* **Activity**:
With the records below as input, work out how many lines include the word "Target". Give only the number.

* **Data for processing**:
┄┄┄┄┄┄┄┄┄┄┄┄┄┄┄┄┄┄┄┄

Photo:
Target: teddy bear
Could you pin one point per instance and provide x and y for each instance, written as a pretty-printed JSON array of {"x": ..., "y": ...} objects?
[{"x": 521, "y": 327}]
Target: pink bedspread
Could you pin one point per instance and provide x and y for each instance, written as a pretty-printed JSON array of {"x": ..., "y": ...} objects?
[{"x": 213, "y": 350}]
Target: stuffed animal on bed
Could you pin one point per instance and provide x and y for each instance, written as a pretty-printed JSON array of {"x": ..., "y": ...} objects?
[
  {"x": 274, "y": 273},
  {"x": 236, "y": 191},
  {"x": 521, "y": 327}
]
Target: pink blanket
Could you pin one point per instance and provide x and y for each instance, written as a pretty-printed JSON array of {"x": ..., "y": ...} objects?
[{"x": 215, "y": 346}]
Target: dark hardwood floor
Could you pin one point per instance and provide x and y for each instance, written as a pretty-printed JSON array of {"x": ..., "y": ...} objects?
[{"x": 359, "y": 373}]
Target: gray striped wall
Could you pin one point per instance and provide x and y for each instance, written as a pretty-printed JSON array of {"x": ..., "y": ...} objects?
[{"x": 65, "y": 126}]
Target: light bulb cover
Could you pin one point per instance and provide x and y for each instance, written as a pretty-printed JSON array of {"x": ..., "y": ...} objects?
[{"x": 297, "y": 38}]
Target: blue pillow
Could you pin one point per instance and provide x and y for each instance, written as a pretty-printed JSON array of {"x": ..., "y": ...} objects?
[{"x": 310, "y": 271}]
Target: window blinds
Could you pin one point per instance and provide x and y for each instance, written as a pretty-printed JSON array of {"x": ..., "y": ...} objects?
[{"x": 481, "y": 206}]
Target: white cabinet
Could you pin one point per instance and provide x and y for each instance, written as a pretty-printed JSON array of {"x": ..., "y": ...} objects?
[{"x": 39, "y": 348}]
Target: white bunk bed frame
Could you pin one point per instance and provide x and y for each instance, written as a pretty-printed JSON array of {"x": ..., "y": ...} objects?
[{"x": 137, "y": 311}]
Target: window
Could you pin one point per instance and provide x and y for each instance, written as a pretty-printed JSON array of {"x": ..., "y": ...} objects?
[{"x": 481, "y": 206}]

┄┄┄┄┄┄┄┄┄┄┄┄┄┄┄┄┄┄┄┄

* **Result**:
12